■ ИСХОДНЫЙ ОТРЫВОК
+ + + + + + +

Добраться из Тель-Авива до северной границы можно было достаточно быстро, а спрятать 30-40 тысяч человек и 3-4 тысячи машин на пространстве шириной в 20 км. было бы просто невозможно.

Так что предложение выглядело убедительнo.

Однако Д.С.Чувакин не зря служил в МИДе СССР с 1938-го года - чуть ли не 30 лет. Совершенно невозмутимо он ответил, что его дело состоит не в том, чтобы проверять сообщения его правительства, а в том, чтобы доводить их до сведения израильского премьер-министра, после чего прервал беседу и откланялся.

Разговор был неприятным.

На сирийской границе в первые месяцы 1967-ого года действительно происходили инциденты - один за другим. "Федаины", идущие из Сирии, устраивали нападения на дорогах, ставили мины. Были жертвы. Обстрелы пограничных кибуцев с Голанских Высот теперь шли настолько регулярно, что кроме артиллерии в дело пришлось вводить и авиацию. 7-го апреля сирийцы тоже задействовали свои МиГи, но неудачно. В воздушном бою над Голанами они потеряли несколько самолетов.

Так что напряжение существовало, в этом посол был прав.

Поэтому Эшколь предложил начальнику Генштаба Израиля - им в ту пору был Ицхак Рабин - сократить военный парад в День Независимости до абсолютного минимума.

14-ого мая египетские войска начали продвижение на Синай, в направлении к египетско-израильской границе. Колонны военной техники - в два часа дня и парадным строем - прошли через улицы Каира, прямо под окнами американского посольства.

В тот же день начальник Генштаба египетской армии, генерал Махмуд Фавзи, вылетел в Дамаск для установления должной координации между армиями Египта и Сирии.

Большой тревоги это в Израиле не вызвало. Начальник военной разведки Израиля, генерал Ярив, уведомил Премьер-Министра, что речь идет, скорее всего, о демонстрации - наподобие той, которую египетская армия уже проводила в 1960-ом году, и тоже в поддержку Сирии.

Вероятность возникновения войны он рассматривал как низкую - по прогнозу разведки, пик готовности египетской армии должен был прийтись на конец 1970-ого года, после завершения программы военных поставок из СССР.

К тому же, трудно было вообразить, что Египет начнет что-то серьезное до достижения приемлемого урегулирования в Йемене.

Там шла война, в которую Египет был вовлечен самым осязательным образом - не только политически. 8 египетских бригад вели в Йемене боевые действия, египетская авиация бомбила позиции йеменских роялистов, используя даже химическое оружие.

+ + + + + + +

■ ЛИСТИНГ
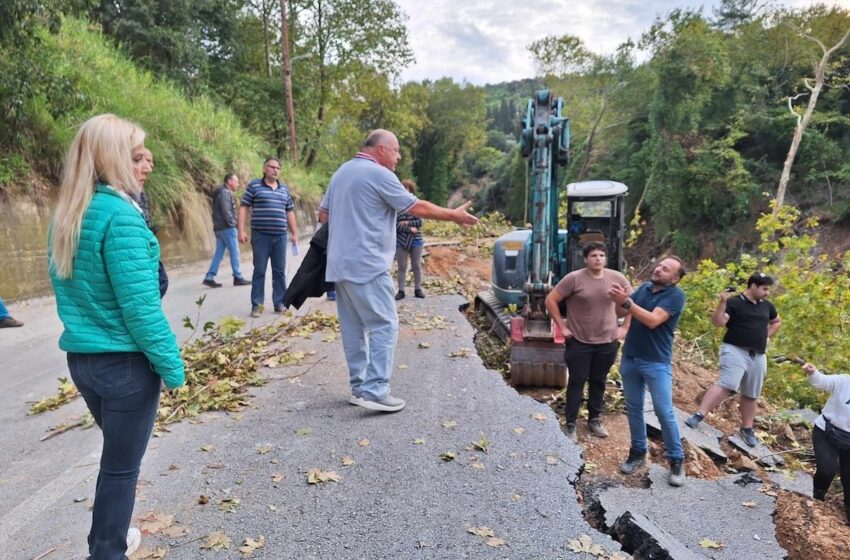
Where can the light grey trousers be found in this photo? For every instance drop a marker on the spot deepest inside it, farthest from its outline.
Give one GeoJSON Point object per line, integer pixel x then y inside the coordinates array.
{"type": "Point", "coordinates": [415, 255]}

+ + + + + + +

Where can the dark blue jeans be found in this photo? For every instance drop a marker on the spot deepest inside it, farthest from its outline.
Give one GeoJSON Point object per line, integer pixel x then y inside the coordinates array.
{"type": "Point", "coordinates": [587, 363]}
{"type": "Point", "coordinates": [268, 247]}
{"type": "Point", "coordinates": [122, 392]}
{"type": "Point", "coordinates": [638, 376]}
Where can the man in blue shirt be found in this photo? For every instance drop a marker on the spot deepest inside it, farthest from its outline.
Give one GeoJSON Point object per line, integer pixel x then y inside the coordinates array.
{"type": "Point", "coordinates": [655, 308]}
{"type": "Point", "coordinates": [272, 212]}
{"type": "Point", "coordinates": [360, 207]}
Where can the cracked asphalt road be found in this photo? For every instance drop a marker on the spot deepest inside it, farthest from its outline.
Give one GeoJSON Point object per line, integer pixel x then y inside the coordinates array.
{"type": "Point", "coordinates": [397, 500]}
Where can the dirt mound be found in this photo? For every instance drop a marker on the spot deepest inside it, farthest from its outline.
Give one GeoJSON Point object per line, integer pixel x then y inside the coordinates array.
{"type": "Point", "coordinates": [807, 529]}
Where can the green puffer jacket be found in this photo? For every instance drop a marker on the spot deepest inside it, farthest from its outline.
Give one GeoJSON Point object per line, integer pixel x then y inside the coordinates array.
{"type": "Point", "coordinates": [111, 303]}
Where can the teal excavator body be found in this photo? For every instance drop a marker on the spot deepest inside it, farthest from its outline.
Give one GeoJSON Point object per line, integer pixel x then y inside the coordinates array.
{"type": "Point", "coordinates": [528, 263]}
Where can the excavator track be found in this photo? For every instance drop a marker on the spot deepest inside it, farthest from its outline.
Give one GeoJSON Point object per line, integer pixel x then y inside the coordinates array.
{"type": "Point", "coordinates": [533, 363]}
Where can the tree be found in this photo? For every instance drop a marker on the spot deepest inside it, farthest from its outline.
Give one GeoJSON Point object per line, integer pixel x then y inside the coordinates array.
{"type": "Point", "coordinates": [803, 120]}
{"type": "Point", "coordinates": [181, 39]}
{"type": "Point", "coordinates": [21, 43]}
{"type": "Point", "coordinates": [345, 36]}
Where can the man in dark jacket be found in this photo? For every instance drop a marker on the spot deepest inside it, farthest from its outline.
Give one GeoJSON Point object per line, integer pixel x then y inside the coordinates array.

+ + + + + + +

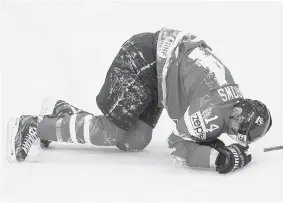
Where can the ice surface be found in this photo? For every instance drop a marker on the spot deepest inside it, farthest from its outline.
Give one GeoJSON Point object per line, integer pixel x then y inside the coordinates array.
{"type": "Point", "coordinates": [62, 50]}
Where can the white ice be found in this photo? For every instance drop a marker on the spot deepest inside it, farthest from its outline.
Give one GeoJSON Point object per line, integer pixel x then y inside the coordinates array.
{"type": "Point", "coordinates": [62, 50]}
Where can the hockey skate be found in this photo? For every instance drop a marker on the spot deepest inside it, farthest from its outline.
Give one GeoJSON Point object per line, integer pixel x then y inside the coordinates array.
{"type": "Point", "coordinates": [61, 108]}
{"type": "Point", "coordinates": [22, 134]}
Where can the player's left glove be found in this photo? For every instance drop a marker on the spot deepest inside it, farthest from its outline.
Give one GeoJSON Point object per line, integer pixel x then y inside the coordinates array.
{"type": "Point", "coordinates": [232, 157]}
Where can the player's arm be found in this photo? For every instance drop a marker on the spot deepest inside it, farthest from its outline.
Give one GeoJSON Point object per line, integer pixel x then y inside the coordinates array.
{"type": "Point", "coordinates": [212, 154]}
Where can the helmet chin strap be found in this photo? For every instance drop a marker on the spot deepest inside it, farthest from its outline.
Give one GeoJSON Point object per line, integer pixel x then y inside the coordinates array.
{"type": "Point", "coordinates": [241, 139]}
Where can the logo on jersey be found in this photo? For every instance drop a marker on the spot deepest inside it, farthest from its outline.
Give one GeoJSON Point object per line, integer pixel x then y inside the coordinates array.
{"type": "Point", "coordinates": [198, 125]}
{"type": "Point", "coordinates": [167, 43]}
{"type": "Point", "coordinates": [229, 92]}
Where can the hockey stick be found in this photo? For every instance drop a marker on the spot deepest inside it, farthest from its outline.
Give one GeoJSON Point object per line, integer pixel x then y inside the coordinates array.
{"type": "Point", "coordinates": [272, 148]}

+ + + + + + +

■ ЗАДАЧИ
[a] Верните из отрывка фрагмент от слов «Однако Д.С.Чувакин не» до слов «посол был прав.» включительно.
[b] Перечислите всех людей, названных в отрывке по имени или фамилии.
[c] Ответьте по отрывку:
(i) С какого года Д.С.Чувакин служил в МИДе СССР?
(ii) Какого числа египетские войска начали продвижение на Синай?
(iii) Сколько египетских бригад вели боевые действия в Йемене?
Листинг — самостоятельный материал, с отрывком он не связан.

■ ОТВЕТЫ К ЗАДАЧАМ
[a]
Однако Д.С.Чувакин не зря служил в МИДе СССР с 1938-го года - чуть ли не 30 лет. Совершенно невозмутимо он ответил, что его дело состоит не в том, чтобы проверять сообщения его правительства, а в том, чтобы доводить их до сведения израильского премьер-министра, после чего прервал беседу и откланялся.

Разговор был неприятным.

На сирийской границе в первые месяцы 1967-ого года действительно происходили инциденты - один за другим. "Федаины", идущие из Сирии, устраивали нападения на дорогах, ставили мины. Были жертвы. Обстрелы пограничных кибуцев с Голанских Высот теперь шли настолько регулярно, что кроме артиллерии в дело пришлось вводить и авиацию. 7-го апреля сирийцы тоже задействовали свои МиГи, но неудачно. В воздушном бою над Голанами они потеряли несколько самолетов.

Так что напряжение существовало, в этом посол был прав.

[b] Д.С.Чувакин, Эшколь, Ицхак Рабин, Махмуд Фавзи, Ярив

[c]
(i) С 1938-го года.
(ii) 14-го мая.
(iii) 8 бригад.